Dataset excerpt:

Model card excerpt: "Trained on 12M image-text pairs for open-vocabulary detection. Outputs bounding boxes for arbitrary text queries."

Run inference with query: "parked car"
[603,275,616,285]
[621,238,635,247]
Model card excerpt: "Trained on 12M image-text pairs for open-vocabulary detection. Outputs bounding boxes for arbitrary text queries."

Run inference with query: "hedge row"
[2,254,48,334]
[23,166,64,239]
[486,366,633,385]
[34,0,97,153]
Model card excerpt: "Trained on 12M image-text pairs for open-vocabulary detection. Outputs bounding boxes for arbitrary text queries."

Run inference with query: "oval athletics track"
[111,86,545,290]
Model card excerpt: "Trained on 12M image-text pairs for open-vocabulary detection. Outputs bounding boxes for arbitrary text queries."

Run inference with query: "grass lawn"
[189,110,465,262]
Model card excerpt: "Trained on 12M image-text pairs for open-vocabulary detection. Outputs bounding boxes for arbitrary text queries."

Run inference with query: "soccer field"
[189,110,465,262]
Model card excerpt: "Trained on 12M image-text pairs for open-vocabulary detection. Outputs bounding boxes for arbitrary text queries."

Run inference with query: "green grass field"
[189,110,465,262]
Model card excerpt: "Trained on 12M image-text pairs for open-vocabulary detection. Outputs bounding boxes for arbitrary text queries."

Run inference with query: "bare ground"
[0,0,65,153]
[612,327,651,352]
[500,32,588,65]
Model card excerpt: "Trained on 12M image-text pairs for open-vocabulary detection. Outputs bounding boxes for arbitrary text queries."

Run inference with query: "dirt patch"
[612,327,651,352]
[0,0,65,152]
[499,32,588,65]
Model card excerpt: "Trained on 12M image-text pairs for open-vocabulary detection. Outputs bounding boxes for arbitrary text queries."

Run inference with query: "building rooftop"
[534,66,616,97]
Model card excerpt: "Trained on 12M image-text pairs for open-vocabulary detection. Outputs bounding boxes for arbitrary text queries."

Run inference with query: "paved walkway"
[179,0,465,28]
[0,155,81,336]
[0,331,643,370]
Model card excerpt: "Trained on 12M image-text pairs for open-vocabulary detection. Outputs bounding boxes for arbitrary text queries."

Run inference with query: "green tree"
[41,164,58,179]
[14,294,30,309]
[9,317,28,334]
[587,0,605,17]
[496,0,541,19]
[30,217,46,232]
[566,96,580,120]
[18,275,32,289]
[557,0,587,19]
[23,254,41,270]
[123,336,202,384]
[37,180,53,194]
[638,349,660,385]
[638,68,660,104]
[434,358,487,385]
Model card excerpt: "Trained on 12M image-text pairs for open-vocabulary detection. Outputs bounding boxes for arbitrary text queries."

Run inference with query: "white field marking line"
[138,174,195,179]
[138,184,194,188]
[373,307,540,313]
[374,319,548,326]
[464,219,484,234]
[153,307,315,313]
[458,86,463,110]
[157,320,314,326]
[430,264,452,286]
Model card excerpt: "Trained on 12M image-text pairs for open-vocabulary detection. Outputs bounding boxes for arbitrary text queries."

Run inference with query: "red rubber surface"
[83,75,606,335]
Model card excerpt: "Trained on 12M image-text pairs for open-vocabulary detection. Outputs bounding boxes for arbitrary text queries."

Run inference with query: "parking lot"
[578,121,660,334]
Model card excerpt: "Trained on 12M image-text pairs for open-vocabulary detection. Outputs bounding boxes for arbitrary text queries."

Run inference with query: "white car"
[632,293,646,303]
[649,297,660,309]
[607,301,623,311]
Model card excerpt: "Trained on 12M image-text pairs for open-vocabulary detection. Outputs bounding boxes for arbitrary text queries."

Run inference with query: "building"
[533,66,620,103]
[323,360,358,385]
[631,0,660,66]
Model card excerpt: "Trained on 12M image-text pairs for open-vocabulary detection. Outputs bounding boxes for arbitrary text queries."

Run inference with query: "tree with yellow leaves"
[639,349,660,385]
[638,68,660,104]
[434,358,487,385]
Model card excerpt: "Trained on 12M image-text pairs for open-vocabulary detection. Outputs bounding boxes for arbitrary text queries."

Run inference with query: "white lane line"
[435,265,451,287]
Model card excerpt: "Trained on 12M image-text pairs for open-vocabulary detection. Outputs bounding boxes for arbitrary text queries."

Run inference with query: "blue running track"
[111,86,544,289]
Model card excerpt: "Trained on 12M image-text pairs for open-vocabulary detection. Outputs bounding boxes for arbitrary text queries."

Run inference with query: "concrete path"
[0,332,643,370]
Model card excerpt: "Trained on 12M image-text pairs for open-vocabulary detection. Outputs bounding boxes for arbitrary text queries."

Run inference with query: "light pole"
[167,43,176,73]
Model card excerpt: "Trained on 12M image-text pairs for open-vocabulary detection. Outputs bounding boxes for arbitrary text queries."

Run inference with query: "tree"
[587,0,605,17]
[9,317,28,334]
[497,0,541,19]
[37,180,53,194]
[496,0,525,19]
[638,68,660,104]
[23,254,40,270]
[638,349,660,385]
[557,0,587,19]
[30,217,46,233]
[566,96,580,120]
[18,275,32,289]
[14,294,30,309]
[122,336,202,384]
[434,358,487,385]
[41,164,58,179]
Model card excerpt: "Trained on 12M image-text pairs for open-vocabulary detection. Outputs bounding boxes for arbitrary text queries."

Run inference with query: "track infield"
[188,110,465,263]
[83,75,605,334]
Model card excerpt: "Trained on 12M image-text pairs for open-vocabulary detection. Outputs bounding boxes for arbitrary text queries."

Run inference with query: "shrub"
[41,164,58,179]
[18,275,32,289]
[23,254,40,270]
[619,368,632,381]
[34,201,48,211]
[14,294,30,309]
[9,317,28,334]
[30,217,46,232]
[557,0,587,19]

→ **EXERCISE BRIEF**
Return each line of the records above that contains the string "grass".

→ **EXPECTED ANSWER**
Run inference with query: "grass lawn"
Run inference with query: "green grass field"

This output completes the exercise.